-- Exercise --
Count the lines in the records below that contain the string "willow", and give only that number.

-- Records supplied --
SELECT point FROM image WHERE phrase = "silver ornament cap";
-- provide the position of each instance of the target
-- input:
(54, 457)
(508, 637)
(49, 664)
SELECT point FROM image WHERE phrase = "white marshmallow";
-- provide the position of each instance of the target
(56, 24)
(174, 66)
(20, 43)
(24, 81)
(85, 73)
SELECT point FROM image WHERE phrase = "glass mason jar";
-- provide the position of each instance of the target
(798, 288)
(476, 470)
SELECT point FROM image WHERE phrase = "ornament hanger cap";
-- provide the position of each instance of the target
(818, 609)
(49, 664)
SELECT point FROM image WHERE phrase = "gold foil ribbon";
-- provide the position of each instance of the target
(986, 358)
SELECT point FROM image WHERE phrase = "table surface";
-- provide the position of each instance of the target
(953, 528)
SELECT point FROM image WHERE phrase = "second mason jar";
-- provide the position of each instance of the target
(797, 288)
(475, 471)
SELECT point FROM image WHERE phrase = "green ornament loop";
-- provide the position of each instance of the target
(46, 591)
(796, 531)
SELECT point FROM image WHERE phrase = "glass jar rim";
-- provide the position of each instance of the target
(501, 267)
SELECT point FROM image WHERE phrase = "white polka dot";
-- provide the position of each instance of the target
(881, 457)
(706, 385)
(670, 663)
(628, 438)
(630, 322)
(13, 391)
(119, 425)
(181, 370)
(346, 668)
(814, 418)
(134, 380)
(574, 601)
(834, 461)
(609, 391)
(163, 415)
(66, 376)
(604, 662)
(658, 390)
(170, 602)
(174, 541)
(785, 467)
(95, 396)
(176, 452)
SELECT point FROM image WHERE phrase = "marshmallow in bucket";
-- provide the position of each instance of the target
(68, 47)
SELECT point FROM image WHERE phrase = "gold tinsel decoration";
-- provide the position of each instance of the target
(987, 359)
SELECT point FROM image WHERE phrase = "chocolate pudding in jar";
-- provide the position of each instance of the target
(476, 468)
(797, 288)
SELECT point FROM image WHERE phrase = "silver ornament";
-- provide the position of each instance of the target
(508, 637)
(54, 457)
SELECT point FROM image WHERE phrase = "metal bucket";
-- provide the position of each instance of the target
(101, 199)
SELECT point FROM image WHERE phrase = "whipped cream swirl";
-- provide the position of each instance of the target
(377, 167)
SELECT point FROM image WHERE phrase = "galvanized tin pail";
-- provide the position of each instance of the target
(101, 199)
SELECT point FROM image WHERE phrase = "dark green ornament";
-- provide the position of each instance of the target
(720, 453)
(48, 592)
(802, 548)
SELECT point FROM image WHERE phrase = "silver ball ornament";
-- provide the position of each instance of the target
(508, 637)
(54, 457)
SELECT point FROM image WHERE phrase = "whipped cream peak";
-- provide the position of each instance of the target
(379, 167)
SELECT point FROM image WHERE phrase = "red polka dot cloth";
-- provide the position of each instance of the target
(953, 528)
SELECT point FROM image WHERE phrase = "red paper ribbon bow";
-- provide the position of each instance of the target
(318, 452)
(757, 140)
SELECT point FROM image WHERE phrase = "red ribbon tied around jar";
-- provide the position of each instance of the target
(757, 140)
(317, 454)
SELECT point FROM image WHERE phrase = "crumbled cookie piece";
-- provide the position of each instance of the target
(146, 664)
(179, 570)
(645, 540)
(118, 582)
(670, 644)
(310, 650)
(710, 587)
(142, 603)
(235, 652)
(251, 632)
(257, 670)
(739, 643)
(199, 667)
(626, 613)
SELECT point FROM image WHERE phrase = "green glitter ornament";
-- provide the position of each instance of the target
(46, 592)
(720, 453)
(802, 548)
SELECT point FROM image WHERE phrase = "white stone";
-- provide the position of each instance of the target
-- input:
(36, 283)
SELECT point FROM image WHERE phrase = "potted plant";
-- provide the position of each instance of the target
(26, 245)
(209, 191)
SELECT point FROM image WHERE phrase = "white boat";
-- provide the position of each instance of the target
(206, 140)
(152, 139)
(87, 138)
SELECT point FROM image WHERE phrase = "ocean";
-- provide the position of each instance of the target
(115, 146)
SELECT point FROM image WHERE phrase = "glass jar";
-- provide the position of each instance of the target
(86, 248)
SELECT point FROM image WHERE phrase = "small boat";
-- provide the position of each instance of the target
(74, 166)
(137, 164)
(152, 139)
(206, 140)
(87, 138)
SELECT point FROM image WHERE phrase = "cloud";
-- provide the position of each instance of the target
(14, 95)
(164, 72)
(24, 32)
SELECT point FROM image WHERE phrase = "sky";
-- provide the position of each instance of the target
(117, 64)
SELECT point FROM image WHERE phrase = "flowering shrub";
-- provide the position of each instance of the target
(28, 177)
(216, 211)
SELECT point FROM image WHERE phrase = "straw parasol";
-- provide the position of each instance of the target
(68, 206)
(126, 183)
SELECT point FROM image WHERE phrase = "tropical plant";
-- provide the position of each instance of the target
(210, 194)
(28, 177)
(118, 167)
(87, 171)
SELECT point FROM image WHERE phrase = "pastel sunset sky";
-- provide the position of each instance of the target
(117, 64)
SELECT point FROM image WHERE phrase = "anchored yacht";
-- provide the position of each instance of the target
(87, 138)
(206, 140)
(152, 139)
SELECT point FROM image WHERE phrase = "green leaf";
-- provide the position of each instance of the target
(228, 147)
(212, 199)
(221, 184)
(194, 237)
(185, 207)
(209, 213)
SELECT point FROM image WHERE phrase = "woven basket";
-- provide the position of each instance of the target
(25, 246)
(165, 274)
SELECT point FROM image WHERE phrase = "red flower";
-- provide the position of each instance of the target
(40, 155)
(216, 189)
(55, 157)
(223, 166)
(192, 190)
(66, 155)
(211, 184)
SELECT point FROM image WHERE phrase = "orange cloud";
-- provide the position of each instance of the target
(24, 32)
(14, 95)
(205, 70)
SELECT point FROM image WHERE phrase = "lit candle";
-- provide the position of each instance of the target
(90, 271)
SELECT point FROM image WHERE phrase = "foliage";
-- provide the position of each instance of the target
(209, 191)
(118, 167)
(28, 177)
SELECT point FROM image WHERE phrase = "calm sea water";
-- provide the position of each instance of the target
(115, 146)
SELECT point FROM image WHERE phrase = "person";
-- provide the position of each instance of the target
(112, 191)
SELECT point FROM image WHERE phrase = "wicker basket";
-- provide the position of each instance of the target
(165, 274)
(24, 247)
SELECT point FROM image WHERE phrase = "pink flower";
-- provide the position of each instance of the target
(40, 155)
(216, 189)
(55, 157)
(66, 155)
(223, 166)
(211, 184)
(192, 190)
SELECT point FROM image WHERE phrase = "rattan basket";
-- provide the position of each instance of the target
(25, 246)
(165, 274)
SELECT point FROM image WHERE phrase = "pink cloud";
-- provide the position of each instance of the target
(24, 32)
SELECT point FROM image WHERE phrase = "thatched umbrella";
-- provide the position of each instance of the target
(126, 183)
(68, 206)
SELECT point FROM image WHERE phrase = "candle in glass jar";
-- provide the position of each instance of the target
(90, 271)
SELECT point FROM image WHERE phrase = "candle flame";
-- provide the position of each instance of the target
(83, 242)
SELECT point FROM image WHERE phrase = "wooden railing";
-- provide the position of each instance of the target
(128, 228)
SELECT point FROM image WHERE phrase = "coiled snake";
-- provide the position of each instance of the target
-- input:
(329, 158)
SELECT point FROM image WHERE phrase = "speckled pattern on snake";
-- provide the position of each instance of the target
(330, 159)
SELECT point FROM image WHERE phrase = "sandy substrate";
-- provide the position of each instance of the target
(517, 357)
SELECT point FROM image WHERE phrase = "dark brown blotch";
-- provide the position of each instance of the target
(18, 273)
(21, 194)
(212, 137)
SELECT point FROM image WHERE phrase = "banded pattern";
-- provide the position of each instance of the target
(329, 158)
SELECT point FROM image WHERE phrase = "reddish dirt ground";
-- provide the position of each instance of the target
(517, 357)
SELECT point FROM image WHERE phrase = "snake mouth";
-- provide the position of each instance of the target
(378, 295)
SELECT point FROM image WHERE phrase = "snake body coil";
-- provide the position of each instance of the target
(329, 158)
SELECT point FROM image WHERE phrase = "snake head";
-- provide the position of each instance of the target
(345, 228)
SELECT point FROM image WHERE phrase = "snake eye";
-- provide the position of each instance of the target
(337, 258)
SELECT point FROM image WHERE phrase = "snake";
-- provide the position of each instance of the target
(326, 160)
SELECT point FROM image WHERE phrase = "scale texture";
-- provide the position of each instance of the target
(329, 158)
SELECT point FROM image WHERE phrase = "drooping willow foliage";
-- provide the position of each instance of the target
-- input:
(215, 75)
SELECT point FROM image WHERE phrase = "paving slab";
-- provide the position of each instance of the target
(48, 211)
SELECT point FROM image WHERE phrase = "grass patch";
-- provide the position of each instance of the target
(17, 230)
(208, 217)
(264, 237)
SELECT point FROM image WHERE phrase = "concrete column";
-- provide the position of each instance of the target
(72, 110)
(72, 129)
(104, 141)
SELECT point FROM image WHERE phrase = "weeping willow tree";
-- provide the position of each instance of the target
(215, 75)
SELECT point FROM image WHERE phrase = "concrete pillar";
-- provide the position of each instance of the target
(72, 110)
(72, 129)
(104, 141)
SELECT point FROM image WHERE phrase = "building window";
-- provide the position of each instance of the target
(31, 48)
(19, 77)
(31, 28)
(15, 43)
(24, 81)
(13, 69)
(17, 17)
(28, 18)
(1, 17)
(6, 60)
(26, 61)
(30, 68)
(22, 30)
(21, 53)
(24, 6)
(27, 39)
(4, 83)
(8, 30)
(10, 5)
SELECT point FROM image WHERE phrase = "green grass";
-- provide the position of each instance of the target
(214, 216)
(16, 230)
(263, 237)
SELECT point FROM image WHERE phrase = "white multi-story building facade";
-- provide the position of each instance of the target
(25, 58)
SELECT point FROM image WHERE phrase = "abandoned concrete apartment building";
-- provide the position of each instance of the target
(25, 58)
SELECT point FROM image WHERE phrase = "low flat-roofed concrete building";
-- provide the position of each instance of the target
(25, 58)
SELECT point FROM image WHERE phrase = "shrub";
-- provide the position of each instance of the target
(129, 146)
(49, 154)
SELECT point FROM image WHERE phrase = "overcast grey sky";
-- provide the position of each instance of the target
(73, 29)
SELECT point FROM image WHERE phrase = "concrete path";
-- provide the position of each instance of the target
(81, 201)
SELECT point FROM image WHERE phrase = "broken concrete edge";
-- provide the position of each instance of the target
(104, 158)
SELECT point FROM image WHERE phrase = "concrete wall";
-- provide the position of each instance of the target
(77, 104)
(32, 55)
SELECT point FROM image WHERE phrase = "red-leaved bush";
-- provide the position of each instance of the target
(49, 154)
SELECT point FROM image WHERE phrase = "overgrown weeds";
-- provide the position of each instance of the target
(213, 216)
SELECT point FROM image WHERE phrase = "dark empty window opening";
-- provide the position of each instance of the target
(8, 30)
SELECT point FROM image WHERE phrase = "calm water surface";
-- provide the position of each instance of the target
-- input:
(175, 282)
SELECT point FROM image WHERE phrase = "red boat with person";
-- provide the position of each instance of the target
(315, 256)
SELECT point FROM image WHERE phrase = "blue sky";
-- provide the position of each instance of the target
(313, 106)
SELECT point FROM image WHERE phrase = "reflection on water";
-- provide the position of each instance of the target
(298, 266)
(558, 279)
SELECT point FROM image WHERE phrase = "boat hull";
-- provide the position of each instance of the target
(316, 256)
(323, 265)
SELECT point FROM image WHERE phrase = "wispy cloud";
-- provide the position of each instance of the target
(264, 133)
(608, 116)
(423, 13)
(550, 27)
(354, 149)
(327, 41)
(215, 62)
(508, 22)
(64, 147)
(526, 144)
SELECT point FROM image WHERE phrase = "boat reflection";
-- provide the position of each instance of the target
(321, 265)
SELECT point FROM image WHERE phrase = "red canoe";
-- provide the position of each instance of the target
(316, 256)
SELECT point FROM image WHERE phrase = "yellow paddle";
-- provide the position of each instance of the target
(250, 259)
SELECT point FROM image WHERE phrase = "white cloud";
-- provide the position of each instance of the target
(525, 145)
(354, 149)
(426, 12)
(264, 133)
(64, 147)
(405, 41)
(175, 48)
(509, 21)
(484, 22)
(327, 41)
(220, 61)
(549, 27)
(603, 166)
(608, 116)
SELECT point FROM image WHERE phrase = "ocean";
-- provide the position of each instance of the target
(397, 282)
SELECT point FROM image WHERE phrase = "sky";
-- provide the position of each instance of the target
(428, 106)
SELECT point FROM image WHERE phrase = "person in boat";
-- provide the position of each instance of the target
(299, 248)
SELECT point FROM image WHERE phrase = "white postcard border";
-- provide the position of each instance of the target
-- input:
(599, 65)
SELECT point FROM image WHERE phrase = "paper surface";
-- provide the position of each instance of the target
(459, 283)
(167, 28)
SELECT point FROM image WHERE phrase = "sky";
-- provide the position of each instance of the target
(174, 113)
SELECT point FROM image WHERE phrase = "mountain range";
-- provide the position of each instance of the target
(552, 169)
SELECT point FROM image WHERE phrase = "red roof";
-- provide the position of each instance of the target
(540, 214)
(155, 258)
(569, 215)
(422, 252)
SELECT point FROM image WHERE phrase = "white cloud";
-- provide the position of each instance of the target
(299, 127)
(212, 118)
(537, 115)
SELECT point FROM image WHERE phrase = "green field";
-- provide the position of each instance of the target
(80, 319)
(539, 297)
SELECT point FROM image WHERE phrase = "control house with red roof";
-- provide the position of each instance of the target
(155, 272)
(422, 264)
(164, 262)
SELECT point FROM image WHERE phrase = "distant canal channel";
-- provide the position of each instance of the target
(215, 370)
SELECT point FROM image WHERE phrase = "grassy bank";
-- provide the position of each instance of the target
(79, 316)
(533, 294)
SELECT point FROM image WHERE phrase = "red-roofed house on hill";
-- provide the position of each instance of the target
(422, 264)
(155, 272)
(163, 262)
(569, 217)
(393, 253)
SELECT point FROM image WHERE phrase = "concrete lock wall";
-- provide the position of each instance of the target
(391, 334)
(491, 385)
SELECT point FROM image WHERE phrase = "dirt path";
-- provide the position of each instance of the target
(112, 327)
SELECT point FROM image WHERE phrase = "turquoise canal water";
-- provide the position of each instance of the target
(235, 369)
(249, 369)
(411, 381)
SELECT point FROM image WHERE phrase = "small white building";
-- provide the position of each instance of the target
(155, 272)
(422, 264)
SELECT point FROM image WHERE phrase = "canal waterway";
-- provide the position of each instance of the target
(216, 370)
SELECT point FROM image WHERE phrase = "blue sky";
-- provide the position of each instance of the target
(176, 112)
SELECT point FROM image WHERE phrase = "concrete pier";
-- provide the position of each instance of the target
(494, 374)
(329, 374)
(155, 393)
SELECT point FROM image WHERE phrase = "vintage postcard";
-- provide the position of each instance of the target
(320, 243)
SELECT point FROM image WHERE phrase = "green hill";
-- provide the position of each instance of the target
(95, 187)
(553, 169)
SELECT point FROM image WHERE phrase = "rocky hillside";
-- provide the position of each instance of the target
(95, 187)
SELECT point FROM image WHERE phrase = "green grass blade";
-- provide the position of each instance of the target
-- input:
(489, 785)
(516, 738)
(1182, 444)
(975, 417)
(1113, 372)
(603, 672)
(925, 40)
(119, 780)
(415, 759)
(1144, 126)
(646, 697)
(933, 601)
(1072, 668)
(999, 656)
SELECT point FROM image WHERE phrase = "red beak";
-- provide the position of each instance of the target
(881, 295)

-- Expected output --
2